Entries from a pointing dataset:
━━━━━━━━━━━━━━━━━━━━━━━━━━━━━━

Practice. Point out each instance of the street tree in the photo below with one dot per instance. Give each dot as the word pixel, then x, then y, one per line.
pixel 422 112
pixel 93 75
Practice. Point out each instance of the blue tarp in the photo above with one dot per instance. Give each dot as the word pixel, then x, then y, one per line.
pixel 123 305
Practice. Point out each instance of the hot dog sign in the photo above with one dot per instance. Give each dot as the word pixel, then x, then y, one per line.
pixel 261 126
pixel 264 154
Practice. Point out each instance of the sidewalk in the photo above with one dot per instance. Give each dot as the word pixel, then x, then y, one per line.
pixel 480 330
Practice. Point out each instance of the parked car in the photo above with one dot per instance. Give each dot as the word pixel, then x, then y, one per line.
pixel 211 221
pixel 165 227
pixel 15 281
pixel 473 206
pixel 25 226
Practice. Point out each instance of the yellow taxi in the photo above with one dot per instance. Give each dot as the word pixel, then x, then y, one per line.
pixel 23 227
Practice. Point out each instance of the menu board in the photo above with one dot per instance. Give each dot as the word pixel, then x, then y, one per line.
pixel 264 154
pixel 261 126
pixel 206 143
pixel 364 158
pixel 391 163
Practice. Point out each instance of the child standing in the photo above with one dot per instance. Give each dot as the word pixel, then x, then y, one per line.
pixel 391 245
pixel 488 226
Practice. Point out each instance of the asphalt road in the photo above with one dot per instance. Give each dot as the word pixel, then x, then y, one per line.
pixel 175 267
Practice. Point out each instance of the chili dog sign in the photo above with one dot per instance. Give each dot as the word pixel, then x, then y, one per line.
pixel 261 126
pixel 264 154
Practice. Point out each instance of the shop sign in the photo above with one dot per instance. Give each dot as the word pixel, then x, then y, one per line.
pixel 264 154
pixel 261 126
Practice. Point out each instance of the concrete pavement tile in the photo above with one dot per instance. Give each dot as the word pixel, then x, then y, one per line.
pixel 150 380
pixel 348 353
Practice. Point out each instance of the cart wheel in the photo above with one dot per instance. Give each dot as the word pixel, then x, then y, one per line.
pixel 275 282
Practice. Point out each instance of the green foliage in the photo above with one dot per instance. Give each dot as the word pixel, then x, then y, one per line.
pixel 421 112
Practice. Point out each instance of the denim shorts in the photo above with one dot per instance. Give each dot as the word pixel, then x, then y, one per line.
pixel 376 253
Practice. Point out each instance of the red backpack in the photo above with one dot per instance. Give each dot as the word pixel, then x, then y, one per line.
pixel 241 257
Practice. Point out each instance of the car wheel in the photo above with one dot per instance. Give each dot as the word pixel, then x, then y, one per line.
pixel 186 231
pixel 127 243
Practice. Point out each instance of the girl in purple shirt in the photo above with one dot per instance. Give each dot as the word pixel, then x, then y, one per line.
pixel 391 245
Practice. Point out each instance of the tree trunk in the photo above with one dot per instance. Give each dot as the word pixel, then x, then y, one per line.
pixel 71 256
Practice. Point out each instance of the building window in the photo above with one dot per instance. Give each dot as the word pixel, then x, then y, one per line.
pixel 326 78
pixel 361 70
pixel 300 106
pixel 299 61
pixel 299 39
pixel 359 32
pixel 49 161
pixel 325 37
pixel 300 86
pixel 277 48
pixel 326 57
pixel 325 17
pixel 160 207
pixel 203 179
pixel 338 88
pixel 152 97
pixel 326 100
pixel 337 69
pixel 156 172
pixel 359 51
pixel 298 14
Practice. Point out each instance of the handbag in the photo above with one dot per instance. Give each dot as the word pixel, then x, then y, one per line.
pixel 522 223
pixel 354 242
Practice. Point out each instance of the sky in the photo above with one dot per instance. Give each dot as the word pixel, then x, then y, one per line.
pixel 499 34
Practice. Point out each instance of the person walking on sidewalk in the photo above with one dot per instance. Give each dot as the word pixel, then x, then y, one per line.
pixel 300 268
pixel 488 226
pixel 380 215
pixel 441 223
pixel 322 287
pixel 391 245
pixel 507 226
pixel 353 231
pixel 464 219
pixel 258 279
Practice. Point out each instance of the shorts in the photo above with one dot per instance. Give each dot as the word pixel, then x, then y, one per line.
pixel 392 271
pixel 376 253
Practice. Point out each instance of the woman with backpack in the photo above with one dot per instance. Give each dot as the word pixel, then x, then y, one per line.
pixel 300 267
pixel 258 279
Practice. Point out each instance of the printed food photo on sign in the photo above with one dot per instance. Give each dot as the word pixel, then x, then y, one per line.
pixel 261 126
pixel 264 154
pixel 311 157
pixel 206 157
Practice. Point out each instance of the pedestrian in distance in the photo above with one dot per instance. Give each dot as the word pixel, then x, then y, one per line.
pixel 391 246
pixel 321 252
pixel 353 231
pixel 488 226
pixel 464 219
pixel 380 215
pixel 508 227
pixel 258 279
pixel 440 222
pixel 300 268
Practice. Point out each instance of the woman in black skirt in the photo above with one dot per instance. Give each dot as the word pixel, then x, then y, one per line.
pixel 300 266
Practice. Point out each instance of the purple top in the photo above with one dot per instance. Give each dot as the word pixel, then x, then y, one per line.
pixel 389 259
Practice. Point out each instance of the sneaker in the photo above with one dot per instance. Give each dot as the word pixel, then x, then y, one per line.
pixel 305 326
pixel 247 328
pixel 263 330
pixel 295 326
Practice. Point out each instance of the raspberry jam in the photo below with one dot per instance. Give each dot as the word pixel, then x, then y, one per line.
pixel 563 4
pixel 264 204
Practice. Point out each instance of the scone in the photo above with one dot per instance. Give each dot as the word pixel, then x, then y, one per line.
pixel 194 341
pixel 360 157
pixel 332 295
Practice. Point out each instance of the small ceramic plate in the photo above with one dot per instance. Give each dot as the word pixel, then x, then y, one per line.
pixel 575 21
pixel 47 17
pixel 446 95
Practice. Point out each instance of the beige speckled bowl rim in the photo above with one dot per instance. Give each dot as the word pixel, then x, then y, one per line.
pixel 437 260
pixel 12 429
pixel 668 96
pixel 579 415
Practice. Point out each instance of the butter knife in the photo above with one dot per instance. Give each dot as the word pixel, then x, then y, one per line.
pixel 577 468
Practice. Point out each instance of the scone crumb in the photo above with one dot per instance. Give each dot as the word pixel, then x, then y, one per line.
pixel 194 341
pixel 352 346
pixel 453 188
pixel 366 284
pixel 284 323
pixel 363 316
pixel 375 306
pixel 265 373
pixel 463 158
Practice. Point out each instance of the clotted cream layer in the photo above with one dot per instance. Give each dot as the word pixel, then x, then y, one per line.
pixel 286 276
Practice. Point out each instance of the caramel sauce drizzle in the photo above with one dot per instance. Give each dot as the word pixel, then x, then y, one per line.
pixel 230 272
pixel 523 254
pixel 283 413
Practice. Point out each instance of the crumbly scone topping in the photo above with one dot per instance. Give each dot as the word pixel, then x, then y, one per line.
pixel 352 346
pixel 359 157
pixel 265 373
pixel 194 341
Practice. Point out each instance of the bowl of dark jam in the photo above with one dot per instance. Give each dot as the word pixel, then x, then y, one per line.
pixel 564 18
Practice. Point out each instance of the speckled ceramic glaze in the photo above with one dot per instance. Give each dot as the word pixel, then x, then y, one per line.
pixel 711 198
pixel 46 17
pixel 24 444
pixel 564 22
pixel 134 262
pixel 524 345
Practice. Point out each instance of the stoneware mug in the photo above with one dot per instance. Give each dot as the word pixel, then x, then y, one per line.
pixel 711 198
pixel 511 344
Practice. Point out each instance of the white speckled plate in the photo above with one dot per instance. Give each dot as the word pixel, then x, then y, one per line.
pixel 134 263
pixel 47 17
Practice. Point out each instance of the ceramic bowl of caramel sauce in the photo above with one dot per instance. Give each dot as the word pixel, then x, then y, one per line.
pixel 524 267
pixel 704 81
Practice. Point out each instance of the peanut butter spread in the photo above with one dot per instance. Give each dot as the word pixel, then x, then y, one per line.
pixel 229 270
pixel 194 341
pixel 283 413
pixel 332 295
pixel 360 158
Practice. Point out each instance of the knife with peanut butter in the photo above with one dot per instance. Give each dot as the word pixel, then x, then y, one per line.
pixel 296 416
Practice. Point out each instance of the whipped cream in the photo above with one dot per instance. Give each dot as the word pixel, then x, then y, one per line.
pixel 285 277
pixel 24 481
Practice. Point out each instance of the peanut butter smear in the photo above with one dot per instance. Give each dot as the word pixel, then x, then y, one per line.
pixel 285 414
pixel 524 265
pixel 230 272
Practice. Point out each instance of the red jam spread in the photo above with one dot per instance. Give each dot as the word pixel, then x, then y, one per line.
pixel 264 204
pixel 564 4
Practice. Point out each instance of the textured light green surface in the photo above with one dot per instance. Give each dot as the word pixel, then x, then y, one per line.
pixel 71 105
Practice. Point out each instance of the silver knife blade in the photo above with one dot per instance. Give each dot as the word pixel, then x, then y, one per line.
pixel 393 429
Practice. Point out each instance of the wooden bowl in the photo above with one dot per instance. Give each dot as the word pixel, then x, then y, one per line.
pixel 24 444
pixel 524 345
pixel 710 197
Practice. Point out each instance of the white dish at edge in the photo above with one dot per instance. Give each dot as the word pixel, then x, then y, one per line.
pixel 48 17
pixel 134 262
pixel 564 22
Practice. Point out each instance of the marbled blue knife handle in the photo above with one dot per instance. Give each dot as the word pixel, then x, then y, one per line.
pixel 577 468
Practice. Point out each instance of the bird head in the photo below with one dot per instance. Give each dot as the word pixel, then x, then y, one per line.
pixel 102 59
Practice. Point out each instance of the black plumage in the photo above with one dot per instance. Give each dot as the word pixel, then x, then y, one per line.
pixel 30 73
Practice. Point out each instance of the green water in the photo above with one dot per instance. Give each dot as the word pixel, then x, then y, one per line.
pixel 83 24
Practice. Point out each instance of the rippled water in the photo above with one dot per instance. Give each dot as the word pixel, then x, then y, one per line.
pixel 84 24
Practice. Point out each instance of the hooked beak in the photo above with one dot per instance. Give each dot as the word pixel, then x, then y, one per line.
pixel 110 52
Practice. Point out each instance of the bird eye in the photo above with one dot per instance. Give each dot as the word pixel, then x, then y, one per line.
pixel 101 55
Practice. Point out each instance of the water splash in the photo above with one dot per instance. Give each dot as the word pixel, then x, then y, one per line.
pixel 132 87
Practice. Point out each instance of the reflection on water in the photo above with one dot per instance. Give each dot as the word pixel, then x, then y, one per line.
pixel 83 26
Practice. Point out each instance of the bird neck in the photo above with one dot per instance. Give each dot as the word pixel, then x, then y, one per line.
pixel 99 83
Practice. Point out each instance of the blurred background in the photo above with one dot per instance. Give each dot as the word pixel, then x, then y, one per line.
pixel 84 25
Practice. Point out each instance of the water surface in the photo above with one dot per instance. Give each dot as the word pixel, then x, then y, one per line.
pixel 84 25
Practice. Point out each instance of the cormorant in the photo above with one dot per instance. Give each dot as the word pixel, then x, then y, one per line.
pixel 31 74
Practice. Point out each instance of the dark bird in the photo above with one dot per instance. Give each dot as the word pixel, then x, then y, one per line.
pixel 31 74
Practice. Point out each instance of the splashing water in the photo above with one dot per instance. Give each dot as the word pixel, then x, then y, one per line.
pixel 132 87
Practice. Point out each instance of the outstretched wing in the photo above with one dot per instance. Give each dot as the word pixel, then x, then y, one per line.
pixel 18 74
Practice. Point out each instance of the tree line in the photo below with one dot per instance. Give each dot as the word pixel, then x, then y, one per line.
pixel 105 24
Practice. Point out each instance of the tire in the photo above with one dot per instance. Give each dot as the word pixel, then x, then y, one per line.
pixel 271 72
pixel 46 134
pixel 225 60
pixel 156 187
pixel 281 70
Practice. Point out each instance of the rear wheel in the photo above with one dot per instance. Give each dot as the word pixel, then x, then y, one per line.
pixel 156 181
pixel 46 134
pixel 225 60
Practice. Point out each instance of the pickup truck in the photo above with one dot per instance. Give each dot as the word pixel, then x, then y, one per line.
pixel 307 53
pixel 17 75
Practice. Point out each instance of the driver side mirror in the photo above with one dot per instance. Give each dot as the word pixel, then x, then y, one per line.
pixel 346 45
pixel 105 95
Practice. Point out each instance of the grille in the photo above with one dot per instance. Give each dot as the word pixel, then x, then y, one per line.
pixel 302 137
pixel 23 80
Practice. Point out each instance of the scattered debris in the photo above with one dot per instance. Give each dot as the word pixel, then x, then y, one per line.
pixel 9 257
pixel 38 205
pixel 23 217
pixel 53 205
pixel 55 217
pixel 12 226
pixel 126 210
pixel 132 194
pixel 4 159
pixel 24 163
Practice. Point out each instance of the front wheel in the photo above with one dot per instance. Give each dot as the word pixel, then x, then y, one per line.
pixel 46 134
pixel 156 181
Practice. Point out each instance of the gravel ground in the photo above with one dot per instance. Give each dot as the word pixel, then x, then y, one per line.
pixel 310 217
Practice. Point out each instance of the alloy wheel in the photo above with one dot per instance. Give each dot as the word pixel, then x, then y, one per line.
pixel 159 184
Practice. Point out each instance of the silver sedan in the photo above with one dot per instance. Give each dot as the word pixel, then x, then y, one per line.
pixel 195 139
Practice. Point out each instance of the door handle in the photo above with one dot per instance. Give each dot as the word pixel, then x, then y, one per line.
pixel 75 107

━━━━━━━━━━━━━━━━━━━━━━━━━━━━━━

Requirements: Exactly repeat the lines from the line that contains "Practice. Point out each instance of the pickup" to the end of the entries, both included, and leave out all other lines.

Solution to this exercise:
Practice. Point out each instance of the pickup truck in the photo above with one dot per instance. Give each dot as the word pixel, then x, then y, one per line.
pixel 307 53
pixel 17 75
Practice. Point out each instance of the driver side mirror in the photo above with one dot per instance. Give each dot as the word pixel, then x, then y, one per line.
pixel 346 45
pixel 105 95
Practice. Point out each instance of the grille in the photo above with one dot per instance. Give each dot as the word pixel, then x, then y, one per line.
pixel 302 137
pixel 23 80
Practice. Point out each instance of the scattered debris in the photo above with one dot per instance. Give each dot as the word pixel, then x, then y, one per line.
pixel 9 257
pixel 38 205
pixel 23 217
pixel 53 205
pixel 55 217
pixel 12 226
pixel 126 210
pixel 132 194
pixel 4 159
pixel 24 163
Practice. Point out each instance of the front wheel in the photo above with one dot per instance. Give each dot as the word pixel, then x, then y, one per line.
pixel 46 134
pixel 156 181
Practice. Point out each instance of the gravel ground in the photo above with one dot per instance. Give each dot as the word pixel, then x, then y, one per line.
pixel 310 217
Practice. Point out each instance of the alloy wheel in the photo above with one dot per instance. Give each dot as the word pixel, then x, then y, one per line.
pixel 159 184
Practice. Point out each instance of the silver sedan in the photo above with one dot per instance. Give each dot as the word pixel, then x, then y, one per line.
pixel 195 139
Practice. Point out each instance of the door handle in the photo above with one dot per instance. Give each dot as the word pixel, then x, then y, one per line.
pixel 75 107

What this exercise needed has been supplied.